What the task asks =
In the records below, locate the line containing "Where can you spot the bread", then extract it and all following lines exactly, ending with the last line.

** start of Exercise input **

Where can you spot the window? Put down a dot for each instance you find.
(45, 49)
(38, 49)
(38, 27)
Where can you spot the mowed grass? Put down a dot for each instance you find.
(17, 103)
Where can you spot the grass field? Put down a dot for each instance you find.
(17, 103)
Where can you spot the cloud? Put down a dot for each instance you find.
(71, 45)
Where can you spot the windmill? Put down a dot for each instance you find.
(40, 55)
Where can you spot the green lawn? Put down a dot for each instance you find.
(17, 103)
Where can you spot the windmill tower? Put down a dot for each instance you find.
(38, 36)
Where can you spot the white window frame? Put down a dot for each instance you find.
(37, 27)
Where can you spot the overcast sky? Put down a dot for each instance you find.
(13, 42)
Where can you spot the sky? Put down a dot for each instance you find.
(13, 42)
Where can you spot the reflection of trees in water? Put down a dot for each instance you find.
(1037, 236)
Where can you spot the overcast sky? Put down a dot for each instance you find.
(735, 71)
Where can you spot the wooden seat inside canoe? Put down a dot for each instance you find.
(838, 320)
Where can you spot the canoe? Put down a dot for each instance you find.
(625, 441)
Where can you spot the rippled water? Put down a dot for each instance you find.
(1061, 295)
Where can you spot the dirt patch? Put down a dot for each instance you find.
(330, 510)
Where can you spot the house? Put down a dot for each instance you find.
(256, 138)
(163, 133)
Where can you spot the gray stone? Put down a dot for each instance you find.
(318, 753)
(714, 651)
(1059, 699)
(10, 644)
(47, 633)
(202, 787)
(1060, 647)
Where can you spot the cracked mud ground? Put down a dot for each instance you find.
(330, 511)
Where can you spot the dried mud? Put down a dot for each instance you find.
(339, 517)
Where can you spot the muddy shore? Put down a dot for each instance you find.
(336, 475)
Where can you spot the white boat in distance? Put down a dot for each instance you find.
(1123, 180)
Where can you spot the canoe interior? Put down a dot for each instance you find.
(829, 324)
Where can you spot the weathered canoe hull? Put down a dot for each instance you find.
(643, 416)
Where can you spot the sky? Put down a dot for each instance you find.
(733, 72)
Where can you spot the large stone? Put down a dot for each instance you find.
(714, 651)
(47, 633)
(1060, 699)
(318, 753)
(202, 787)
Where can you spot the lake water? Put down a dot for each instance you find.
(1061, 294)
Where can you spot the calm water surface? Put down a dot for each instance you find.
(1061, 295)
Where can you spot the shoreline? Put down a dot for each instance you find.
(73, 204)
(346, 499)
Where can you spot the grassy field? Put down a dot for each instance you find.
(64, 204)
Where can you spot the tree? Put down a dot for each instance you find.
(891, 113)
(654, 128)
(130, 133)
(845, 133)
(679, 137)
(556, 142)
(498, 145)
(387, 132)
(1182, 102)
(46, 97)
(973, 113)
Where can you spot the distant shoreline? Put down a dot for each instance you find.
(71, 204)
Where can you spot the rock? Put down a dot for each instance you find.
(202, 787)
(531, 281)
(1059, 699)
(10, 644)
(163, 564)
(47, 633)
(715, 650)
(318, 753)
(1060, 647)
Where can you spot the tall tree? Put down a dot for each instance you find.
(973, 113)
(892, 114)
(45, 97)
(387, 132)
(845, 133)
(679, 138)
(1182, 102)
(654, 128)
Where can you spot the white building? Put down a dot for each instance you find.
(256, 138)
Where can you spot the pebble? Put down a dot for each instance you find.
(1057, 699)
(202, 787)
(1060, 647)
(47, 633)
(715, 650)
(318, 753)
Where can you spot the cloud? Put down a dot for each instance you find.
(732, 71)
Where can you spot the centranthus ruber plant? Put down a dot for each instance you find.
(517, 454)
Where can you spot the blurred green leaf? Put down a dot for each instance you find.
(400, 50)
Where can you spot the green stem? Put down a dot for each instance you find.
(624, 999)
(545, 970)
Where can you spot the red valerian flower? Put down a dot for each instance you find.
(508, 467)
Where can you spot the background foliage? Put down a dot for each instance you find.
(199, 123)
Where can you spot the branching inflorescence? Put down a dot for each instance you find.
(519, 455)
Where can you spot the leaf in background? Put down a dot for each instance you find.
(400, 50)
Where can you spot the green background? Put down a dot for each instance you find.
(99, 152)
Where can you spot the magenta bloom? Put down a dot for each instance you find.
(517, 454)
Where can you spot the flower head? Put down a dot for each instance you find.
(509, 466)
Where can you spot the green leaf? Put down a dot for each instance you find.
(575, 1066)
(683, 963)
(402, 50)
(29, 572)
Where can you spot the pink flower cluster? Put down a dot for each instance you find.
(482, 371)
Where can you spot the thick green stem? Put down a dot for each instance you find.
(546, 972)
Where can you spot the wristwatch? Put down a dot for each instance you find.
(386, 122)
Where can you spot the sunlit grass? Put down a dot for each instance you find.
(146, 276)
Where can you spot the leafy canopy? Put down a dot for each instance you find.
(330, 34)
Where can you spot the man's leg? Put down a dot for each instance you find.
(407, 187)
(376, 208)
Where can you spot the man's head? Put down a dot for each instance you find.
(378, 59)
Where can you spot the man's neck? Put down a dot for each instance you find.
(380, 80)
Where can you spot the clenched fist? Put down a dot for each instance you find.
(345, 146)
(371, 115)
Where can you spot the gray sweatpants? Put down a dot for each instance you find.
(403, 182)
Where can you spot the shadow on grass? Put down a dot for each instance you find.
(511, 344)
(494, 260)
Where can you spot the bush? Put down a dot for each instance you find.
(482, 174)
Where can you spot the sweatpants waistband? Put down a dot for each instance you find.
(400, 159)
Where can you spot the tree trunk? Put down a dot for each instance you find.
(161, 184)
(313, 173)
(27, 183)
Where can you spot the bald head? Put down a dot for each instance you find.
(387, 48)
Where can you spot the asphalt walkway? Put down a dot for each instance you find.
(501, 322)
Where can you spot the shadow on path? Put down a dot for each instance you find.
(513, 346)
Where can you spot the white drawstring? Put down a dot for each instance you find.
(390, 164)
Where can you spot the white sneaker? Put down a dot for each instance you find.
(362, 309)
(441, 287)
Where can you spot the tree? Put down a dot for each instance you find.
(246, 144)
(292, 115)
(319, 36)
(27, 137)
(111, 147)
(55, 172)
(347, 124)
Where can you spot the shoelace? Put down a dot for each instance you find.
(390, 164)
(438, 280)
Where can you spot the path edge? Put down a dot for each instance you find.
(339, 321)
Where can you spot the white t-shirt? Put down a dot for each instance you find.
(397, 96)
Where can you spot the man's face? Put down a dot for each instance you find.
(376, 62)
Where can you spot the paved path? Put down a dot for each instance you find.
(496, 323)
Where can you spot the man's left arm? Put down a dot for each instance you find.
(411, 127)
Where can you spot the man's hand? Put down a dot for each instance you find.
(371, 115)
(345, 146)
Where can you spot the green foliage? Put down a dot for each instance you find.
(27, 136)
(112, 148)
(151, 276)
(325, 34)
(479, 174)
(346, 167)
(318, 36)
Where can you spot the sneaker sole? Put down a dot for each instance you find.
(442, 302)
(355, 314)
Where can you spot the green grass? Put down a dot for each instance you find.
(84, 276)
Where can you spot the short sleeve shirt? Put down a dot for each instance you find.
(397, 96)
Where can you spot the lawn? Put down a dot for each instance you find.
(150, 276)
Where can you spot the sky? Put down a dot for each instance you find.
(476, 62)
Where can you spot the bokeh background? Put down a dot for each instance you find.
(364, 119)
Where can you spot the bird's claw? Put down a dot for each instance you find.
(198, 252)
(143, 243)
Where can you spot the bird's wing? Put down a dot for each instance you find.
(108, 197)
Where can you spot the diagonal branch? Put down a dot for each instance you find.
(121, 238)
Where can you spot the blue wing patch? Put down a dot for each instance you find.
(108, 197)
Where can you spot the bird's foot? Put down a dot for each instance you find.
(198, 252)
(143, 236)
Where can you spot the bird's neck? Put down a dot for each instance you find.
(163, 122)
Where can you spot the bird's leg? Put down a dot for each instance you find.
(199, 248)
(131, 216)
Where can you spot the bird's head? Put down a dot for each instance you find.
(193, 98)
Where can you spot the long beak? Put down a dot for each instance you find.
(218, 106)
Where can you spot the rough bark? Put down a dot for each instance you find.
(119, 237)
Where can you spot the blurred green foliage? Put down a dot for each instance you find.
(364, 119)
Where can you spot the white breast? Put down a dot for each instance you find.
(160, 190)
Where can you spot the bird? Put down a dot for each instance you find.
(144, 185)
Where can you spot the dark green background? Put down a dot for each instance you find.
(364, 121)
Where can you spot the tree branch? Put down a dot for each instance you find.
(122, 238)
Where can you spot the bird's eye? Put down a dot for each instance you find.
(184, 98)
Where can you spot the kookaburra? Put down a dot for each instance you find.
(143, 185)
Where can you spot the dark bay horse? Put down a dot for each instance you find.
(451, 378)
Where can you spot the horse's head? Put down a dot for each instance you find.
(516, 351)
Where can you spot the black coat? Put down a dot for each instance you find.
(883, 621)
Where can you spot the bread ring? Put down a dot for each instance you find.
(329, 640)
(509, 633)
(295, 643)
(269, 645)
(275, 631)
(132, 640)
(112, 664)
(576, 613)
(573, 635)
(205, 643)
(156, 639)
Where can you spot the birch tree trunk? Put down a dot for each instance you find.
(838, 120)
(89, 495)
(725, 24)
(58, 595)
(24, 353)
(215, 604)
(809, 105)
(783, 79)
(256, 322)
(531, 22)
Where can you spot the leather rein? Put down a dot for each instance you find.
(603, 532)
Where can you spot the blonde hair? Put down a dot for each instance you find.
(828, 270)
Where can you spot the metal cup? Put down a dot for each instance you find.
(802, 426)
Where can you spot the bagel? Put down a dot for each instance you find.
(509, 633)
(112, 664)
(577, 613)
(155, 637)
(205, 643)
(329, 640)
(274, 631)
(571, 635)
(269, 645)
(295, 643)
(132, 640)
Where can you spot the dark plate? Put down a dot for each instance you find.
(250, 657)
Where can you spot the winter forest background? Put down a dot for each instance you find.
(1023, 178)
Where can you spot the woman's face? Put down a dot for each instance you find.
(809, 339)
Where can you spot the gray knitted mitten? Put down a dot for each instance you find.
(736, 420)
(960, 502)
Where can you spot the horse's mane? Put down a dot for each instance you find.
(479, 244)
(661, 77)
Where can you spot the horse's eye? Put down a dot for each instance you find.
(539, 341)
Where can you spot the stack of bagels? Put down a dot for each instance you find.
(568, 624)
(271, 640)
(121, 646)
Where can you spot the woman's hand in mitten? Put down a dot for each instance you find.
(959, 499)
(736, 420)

** end of Exercise input **

Result for this task =
Where can you spot the bread ring? Put down a dot for each instance you find.
(329, 640)
(509, 633)
(295, 643)
(269, 645)
(275, 631)
(132, 640)
(112, 664)
(576, 613)
(573, 635)
(205, 643)
(156, 639)
Where can you spot the birch tree trunk? Put down a dot for each instance you find.
(838, 120)
(89, 495)
(725, 24)
(58, 595)
(24, 353)
(215, 604)
(809, 105)
(783, 79)
(256, 322)
(531, 22)
Where can you spot the leather rein? Put down a dot for each instance you find.
(603, 532)
Where can you spot the blonde hair? Put down a dot for each instance you find.
(828, 270)
Where can you spot the metal cup? Put down a dot for each instance you find.
(802, 426)
Where can you spot the bagel? Put down a dot for each instance you find.
(509, 633)
(112, 664)
(577, 613)
(155, 637)
(205, 643)
(329, 640)
(274, 631)
(571, 635)
(269, 645)
(295, 643)
(132, 640)
Where can you spot the dark plate? Put down a dot for each instance you find.
(250, 657)
Where can you spot the winter forest background? Put down a dot for each instance you find.
(1023, 178)
Where can you spot the woman's face? Put down a dot for each instance you find.
(809, 339)
Where can you spot the gray knitted mitten? Put down a dot for each instance you find.
(736, 420)
(960, 502)
Where can you spot the horse's mane? Put down a dot for each instance you find.
(479, 244)
(661, 77)
Where can you spot the horse's eye? Put down a dot for each instance you find.
(539, 341)
Where can you spot the stack of bagels? Put down a dot for each instance you find.
(568, 624)
(271, 640)
(121, 646)
Where can you spot the woman's hand in mitten? Put down a dot for each instance you find.
(959, 499)
(736, 420)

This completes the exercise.